▸ Problem details: Where the word "midrib" occurs in a line of the data, return the whole line.

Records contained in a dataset
_ _ _

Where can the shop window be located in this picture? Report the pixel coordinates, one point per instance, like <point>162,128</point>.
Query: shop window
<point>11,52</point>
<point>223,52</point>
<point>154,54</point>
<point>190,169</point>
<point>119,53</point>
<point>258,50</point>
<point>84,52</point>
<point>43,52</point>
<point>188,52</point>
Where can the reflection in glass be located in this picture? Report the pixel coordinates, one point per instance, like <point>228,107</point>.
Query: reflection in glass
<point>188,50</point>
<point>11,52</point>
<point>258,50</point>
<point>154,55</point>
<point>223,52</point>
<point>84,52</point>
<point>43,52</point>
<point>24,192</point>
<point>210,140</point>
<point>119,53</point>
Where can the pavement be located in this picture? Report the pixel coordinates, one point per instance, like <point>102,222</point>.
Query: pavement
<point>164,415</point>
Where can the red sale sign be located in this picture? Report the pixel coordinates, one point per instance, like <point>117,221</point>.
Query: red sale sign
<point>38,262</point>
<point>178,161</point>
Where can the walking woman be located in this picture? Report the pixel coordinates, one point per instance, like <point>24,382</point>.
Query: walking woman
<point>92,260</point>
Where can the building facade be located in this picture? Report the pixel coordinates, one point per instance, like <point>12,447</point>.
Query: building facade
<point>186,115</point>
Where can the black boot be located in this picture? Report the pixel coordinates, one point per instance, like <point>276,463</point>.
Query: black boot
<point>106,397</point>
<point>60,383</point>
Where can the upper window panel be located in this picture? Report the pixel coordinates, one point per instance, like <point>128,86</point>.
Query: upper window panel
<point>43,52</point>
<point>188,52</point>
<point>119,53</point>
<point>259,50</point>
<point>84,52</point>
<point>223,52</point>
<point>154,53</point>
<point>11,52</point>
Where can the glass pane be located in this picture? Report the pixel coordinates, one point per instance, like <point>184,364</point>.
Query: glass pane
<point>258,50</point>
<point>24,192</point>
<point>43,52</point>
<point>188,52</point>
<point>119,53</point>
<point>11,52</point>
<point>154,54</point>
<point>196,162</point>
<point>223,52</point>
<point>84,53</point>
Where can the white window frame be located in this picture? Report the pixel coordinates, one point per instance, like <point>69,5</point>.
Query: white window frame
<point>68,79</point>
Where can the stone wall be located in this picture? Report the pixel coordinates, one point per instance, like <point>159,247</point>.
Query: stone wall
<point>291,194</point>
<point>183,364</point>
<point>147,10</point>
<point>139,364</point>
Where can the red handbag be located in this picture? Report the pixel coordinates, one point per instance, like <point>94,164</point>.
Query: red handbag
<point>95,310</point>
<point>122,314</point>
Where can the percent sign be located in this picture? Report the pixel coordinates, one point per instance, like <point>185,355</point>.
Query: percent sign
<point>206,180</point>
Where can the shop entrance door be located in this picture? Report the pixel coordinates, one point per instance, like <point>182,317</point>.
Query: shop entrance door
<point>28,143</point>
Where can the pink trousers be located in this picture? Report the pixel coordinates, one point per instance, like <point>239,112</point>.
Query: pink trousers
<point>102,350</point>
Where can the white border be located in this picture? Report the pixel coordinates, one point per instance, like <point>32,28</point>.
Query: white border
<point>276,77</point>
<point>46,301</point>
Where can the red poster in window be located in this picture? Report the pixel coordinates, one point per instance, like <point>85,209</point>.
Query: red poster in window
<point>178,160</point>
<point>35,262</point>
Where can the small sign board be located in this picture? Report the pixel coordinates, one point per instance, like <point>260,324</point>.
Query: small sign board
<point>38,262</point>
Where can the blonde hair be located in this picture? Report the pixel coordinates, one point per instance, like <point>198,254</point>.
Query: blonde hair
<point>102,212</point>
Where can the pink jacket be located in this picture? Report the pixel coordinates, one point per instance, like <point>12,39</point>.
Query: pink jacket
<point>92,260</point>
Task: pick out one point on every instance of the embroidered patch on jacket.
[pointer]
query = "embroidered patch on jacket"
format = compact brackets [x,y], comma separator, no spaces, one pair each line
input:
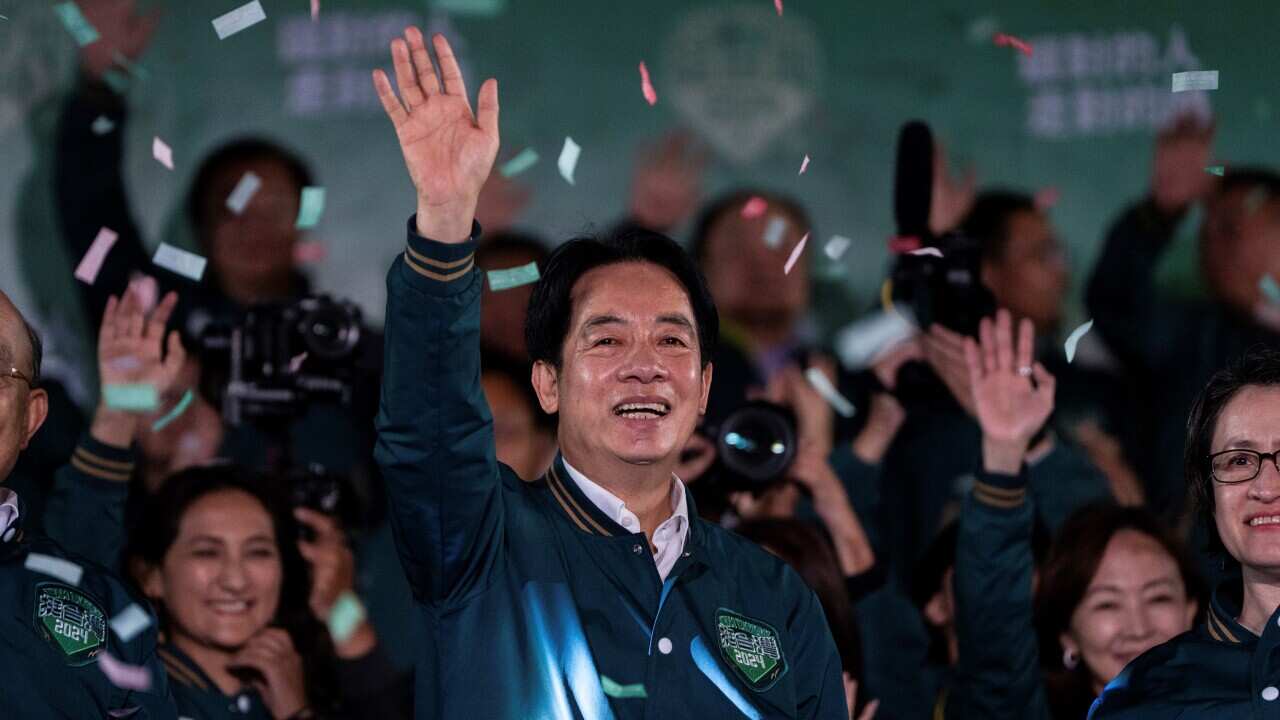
[752,648]
[71,621]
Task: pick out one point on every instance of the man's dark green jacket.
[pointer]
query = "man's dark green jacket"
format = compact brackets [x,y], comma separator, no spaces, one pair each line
[1217,670]
[536,604]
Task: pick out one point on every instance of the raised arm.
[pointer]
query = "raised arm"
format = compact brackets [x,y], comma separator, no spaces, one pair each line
[435,443]
[997,671]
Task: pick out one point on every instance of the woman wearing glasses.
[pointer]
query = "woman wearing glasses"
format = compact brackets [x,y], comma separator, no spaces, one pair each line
[1228,666]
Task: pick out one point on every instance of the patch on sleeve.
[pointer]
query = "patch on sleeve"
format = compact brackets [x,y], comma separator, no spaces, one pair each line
[71,621]
[752,648]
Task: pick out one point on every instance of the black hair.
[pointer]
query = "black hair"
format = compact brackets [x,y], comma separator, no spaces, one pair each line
[160,522]
[234,151]
[732,200]
[1258,367]
[987,220]
[552,304]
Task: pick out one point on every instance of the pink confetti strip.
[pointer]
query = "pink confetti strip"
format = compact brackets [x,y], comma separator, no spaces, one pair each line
[795,255]
[650,95]
[124,675]
[754,208]
[92,260]
[1008,40]
[161,153]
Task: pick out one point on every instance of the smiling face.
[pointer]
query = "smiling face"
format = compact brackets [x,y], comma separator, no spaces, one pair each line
[220,579]
[631,384]
[1248,514]
[1136,601]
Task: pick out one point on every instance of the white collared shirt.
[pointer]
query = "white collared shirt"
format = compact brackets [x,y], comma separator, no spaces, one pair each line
[668,538]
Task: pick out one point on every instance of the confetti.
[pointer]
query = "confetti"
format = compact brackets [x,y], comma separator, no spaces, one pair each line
[795,255]
[124,675]
[525,159]
[243,192]
[568,159]
[187,264]
[133,397]
[828,392]
[754,208]
[1010,41]
[92,260]
[775,231]
[173,414]
[1074,338]
[64,570]
[344,616]
[310,208]
[129,621]
[933,251]
[512,277]
[1270,288]
[1196,80]
[650,95]
[836,246]
[74,22]
[161,151]
[238,19]
[620,691]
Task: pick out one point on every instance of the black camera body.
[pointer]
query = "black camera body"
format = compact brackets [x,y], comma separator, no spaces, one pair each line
[279,358]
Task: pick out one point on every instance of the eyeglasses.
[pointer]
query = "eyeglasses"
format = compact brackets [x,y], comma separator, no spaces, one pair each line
[1232,466]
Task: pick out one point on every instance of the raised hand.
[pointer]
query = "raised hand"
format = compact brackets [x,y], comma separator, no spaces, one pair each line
[1013,395]
[1178,176]
[448,149]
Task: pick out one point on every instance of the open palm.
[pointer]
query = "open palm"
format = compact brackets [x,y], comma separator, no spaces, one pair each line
[1009,405]
[448,149]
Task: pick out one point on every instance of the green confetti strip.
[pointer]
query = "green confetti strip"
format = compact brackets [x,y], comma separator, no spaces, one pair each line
[525,159]
[346,616]
[74,22]
[173,414]
[512,277]
[131,397]
[311,208]
[615,689]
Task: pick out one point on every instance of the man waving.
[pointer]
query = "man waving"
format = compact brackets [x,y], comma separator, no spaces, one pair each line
[595,591]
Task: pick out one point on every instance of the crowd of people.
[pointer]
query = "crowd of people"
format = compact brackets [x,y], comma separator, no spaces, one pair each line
[528,505]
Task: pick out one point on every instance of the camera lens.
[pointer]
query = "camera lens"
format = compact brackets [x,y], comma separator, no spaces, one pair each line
[757,442]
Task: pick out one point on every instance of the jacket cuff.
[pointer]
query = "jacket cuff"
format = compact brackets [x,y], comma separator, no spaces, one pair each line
[437,265]
[103,461]
[1005,492]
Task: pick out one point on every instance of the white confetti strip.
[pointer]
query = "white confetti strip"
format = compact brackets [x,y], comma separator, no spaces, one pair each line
[161,151]
[187,264]
[828,392]
[92,260]
[238,19]
[64,570]
[795,255]
[1074,338]
[567,162]
[129,621]
[243,192]
[1196,80]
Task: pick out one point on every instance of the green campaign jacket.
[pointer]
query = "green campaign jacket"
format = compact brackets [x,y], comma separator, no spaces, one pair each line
[538,605]
[53,634]
[1219,669]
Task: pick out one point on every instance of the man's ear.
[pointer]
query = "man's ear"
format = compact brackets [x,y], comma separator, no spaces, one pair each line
[545,381]
[37,409]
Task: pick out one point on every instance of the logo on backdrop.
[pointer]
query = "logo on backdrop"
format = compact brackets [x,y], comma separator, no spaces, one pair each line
[741,76]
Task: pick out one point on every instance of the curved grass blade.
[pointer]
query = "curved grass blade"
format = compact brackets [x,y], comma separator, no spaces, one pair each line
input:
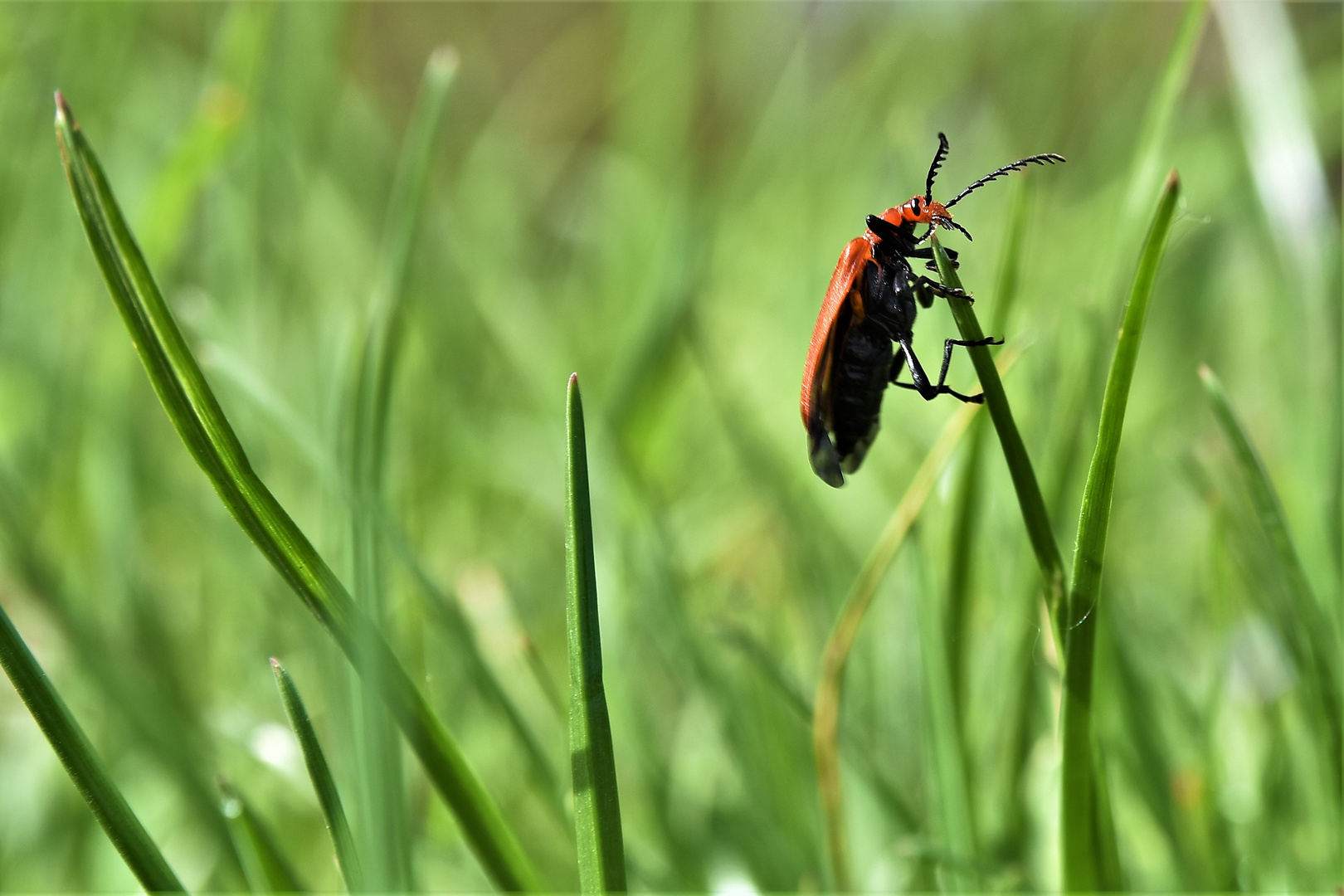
[945,752]
[383,828]
[266,868]
[1081,853]
[1034,514]
[201,423]
[825,716]
[1320,635]
[597,806]
[324,785]
[968,492]
[67,739]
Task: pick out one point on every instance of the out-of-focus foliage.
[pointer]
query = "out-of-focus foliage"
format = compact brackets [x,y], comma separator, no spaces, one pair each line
[655,197]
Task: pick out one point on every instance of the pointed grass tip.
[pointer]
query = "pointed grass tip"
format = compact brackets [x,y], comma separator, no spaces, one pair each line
[63,114]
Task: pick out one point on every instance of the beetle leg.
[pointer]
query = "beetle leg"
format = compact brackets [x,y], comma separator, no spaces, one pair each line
[926,253]
[929,391]
[938,289]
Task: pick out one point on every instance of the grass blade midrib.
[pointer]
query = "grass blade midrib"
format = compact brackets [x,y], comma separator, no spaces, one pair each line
[1081,855]
[320,774]
[597,806]
[1025,485]
[199,421]
[80,761]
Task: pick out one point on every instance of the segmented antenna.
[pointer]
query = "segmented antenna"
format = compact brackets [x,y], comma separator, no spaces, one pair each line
[947,222]
[937,160]
[1022,163]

_ _ _

▸ Exercise output:
Task: pick out one point on every instance of the grass blade midrib.
query = "grass blade midrib"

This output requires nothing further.